What you need to do: Rewrite all of the entries below, substituting "pin" for every "marker" and keeping everything else the same.

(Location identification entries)
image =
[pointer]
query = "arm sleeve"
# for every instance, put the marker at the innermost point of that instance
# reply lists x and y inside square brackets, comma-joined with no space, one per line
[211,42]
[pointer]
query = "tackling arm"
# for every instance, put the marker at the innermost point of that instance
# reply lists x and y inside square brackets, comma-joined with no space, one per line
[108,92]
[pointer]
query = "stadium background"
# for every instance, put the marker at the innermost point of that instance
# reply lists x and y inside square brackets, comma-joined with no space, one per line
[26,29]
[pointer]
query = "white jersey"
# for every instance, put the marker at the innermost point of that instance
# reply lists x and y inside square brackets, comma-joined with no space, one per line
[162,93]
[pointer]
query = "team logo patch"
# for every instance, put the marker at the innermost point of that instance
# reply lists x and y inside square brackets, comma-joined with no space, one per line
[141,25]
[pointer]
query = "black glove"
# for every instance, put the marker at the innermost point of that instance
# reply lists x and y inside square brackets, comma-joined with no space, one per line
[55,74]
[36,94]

Exercise output:
image =
[pointer]
query = "arm sleeve"
# for every instance, put the pin at the innermost point of that instance
# reply lists x and y inside square brackets, comma-joined with no space, one per line
[211,42]
[pointer]
query = "tackling arm"
# for every instance, put the pin at the innermost point of that instance
# reply lists x and y inside square brackets, comma-joined with no space, one per line
[108,92]
[pointer]
query = "stadium background"
# for every instance, put the pin at the innermost point of that instance
# reply lists x and y inside square brackets, comma-joined with no space, one per line
[26,29]
[pointer]
query = "white jersey"
# for every instance, put the pin at the innermost point of that instance
# reply lists x and y inside square brackets, comma-joined with no space, one per line
[162,93]
[pointer]
query = "team logo patch"
# for every instance, put the pin at the innermost point of that instance
# reply lists x and y inside square brackets, comma-joined with no space, one per line
[141,25]
[pointer]
query = "black glove"
# for every instance, put the pin at the innermost point of that instance
# reply lists x and y inside square brackets, comma-joined with no space, one per line
[55,74]
[36,94]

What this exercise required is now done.